» Listed entries
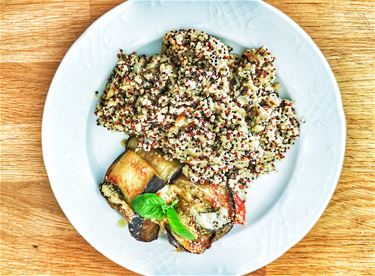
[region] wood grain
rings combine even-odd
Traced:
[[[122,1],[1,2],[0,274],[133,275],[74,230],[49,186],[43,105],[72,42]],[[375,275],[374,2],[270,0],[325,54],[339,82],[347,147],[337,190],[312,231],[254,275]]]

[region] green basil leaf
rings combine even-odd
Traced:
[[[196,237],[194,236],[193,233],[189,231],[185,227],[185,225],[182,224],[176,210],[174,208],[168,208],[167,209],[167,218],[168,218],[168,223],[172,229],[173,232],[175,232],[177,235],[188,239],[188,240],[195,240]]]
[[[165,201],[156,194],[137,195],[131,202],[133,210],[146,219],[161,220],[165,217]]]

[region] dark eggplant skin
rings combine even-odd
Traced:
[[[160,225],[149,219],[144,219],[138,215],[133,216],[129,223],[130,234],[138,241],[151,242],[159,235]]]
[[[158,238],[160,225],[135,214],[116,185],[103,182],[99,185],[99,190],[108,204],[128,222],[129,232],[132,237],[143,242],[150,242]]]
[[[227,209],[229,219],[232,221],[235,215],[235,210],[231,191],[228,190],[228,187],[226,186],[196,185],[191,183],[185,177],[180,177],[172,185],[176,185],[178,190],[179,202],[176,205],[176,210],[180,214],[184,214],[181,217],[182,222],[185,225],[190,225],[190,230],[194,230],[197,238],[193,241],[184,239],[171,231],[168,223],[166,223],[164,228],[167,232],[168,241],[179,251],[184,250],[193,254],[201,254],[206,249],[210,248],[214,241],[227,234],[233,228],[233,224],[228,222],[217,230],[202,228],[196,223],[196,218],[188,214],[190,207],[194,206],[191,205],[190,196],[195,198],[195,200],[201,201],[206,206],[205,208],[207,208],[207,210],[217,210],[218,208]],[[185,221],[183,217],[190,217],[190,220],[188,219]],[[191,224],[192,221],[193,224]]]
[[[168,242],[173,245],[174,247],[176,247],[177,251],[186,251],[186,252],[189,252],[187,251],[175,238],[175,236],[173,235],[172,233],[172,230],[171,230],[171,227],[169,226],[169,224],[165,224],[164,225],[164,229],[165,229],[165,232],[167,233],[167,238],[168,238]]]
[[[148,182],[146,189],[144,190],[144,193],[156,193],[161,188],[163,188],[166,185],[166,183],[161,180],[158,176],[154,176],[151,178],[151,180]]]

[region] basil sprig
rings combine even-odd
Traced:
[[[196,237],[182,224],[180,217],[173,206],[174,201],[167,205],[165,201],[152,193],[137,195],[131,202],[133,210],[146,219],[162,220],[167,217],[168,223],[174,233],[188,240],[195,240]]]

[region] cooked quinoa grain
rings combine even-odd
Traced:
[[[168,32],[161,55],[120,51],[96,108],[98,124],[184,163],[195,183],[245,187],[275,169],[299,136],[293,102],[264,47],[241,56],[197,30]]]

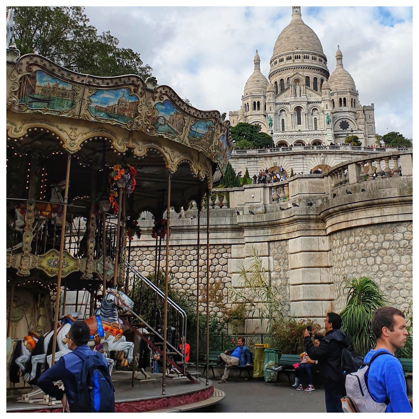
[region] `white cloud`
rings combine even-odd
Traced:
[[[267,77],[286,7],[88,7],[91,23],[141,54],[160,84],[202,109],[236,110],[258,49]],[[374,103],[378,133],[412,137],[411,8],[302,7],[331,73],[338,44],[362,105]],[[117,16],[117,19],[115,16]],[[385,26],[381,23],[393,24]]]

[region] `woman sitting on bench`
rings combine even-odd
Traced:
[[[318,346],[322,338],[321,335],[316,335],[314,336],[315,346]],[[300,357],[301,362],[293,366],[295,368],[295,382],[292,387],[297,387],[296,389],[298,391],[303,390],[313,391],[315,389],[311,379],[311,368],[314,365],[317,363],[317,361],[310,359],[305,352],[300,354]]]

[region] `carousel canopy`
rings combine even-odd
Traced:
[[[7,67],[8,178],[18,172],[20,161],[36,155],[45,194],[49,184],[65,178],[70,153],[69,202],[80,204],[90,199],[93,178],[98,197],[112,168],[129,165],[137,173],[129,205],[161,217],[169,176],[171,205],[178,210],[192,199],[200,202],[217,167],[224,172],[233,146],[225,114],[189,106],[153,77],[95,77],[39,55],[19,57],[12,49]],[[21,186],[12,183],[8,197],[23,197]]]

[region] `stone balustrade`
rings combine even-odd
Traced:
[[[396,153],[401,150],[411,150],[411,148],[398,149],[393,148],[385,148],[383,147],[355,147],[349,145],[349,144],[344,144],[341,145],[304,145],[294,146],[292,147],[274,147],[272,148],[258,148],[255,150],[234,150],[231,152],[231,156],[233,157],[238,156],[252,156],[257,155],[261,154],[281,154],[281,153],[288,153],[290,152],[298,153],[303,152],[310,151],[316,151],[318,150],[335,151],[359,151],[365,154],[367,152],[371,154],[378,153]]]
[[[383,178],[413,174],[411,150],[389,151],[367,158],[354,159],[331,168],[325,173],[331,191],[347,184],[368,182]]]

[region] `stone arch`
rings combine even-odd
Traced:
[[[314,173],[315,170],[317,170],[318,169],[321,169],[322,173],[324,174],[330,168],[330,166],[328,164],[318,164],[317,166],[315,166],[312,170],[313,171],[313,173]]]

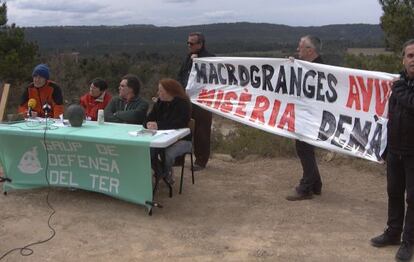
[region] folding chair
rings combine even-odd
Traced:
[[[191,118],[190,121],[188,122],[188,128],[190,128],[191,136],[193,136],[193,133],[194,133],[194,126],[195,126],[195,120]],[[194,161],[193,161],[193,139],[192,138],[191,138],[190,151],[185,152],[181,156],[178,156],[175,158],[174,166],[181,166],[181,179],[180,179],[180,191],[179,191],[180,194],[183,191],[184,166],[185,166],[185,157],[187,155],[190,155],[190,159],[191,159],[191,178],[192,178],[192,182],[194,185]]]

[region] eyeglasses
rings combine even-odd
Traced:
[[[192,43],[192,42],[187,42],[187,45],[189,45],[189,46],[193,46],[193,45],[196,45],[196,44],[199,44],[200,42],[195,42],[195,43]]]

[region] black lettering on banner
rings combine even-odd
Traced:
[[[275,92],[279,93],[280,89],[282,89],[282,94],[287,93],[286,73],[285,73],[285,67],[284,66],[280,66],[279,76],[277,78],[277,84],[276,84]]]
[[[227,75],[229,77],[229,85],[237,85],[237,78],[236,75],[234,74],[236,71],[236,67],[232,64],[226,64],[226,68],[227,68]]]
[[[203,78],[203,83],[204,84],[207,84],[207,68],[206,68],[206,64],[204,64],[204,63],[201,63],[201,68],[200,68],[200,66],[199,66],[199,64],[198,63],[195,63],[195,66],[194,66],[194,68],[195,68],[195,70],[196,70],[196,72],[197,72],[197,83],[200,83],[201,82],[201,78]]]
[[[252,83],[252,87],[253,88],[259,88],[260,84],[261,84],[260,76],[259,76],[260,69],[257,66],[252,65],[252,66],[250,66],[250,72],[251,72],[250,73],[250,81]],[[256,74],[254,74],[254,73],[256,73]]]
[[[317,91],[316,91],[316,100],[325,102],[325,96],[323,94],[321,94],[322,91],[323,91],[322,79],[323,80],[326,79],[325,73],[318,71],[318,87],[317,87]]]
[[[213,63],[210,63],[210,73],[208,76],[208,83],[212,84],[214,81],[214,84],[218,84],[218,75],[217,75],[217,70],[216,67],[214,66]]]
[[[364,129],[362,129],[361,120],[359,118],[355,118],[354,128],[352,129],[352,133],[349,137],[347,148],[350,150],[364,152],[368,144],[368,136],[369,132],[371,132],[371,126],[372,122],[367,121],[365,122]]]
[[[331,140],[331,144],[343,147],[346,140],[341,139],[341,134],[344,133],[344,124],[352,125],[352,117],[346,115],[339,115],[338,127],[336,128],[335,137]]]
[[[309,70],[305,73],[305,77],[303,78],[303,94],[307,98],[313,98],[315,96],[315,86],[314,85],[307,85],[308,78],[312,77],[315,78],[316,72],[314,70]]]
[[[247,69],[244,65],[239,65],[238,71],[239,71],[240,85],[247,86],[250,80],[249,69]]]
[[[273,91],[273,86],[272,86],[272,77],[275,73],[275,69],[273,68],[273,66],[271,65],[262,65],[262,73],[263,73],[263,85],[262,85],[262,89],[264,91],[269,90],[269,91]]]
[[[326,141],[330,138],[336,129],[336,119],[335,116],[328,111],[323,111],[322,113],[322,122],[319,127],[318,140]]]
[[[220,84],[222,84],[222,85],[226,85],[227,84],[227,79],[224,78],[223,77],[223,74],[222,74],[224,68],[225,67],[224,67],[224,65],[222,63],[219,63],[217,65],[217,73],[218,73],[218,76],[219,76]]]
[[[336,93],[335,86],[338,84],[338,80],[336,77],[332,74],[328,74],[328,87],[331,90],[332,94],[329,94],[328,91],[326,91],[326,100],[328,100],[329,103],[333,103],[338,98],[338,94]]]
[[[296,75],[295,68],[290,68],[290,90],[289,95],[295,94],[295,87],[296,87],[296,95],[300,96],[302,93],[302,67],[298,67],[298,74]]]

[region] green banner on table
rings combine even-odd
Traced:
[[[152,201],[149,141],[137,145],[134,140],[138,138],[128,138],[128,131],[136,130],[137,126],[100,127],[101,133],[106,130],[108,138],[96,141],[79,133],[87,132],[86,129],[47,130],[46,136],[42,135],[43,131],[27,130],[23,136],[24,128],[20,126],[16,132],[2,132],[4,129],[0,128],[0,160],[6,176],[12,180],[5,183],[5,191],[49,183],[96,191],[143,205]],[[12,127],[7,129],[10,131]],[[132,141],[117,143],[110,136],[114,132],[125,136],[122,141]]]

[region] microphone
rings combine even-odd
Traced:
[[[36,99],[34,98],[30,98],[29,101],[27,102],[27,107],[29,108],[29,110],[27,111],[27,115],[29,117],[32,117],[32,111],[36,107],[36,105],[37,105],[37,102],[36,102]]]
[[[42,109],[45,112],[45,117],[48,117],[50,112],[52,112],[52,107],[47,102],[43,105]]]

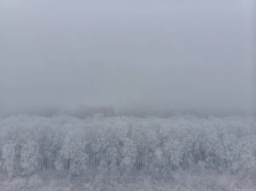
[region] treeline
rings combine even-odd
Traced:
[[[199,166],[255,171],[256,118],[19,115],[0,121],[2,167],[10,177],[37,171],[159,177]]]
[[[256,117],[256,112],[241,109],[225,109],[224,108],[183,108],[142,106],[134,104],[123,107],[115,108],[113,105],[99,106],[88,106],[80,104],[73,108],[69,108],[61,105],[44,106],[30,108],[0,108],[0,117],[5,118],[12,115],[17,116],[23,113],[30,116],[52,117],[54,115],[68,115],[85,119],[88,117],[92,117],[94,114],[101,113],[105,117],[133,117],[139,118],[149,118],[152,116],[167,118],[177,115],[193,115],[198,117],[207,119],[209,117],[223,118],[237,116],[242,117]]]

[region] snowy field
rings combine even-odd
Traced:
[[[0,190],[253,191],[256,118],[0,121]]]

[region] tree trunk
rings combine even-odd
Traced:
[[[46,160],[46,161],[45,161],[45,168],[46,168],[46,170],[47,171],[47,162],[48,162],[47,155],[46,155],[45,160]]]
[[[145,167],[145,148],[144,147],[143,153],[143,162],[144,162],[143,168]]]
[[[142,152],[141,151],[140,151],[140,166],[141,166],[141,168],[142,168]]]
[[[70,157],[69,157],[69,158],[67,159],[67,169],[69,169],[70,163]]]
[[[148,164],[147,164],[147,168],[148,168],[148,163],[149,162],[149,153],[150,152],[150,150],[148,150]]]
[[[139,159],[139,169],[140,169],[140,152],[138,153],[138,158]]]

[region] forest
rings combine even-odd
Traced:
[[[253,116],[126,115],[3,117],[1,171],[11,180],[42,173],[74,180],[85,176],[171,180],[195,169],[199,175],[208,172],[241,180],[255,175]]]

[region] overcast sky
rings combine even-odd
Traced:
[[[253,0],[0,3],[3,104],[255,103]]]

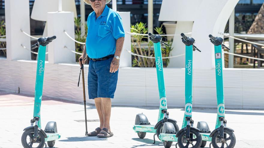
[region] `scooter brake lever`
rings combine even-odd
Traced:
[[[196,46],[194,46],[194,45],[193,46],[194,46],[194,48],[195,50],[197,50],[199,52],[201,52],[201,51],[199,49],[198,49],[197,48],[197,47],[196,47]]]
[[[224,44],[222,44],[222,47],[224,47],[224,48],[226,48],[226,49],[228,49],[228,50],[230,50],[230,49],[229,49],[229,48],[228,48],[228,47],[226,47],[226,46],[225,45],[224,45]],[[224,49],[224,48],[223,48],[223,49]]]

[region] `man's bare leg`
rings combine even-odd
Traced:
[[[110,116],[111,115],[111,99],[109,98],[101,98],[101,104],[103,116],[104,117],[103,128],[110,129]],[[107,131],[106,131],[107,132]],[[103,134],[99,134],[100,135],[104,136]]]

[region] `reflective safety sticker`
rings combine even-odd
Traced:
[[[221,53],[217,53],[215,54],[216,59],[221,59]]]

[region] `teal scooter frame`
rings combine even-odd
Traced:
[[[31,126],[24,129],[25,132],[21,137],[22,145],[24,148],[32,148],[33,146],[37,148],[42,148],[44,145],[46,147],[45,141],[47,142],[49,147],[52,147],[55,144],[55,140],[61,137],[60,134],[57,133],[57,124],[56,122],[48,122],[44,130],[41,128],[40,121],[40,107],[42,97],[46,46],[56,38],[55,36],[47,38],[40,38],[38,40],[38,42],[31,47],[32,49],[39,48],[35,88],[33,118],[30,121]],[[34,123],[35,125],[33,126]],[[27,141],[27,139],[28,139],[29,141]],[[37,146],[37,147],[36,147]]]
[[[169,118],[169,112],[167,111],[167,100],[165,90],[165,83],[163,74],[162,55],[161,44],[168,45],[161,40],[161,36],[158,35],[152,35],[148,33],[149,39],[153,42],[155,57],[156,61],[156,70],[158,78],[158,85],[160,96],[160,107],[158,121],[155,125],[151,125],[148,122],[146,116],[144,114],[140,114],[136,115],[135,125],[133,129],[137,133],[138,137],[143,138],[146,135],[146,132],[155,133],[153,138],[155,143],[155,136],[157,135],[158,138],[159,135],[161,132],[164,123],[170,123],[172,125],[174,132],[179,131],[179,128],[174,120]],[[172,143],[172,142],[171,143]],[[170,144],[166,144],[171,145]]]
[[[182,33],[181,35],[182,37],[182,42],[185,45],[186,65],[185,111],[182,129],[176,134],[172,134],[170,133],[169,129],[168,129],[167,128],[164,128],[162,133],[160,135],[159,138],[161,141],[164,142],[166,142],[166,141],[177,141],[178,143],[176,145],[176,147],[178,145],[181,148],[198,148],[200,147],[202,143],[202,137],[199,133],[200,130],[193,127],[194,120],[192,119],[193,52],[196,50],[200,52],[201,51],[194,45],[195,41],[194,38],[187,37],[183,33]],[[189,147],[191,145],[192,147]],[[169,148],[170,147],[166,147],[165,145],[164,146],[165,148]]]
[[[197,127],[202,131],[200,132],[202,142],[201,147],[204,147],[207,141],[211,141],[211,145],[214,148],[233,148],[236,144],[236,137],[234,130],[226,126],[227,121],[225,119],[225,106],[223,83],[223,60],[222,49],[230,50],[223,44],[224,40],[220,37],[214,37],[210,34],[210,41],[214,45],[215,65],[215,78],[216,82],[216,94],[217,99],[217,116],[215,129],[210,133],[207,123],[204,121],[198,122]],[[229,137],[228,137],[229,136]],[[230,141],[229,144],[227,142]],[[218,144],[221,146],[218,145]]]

» Your goal
Copy out again, unchanged, the part of the items that opens with the line containing "[region] snowy field" and closes with the line containing "[[[253,0],[0,3],[3,104],[255,103]]]", with both of those lines included.

» Written solution
[region] snowy field
rings combine even-odd
Traced:
[[[0,190],[253,191],[256,118],[0,121]]]

[region] tree trunk
rings combine even-odd
Traced:
[[[46,160],[46,161],[45,161],[45,168],[46,168],[46,170],[47,171],[47,162],[48,162],[47,155],[46,155],[45,160]]]
[[[145,167],[145,148],[144,147],[143,153],[143,162],[144,162],[143,168]]]
[[[142,152],[141,151],[140,151],[140,166],[141,166],[141,168],[142,168]]]
[[[70,157],[69,157],[69,158],[67,159],[67,169],[69,169],[70,163]]]
[[[148,164],[147,164],[147,168],[148,168],[148,163],[149,162],[149,153],[150,152],[150,150],[148,150]]]
[[[139,159],[139,169],[140,169],[140,152],[138,153],[138,158]]]

[region] forest
rings combine even-odd
Traced:
[[[253,116],[126,115],[3,117],[1,171],[11,180],[42,173],[74,180],[85,176],[171,180],[195,169],[199,175],[208,172],[241,180],[255,175]]]

[region] overcast sky
rings combine even-odd
Traced:
[[[253,0],[0,3],[3,104],[255,103]]]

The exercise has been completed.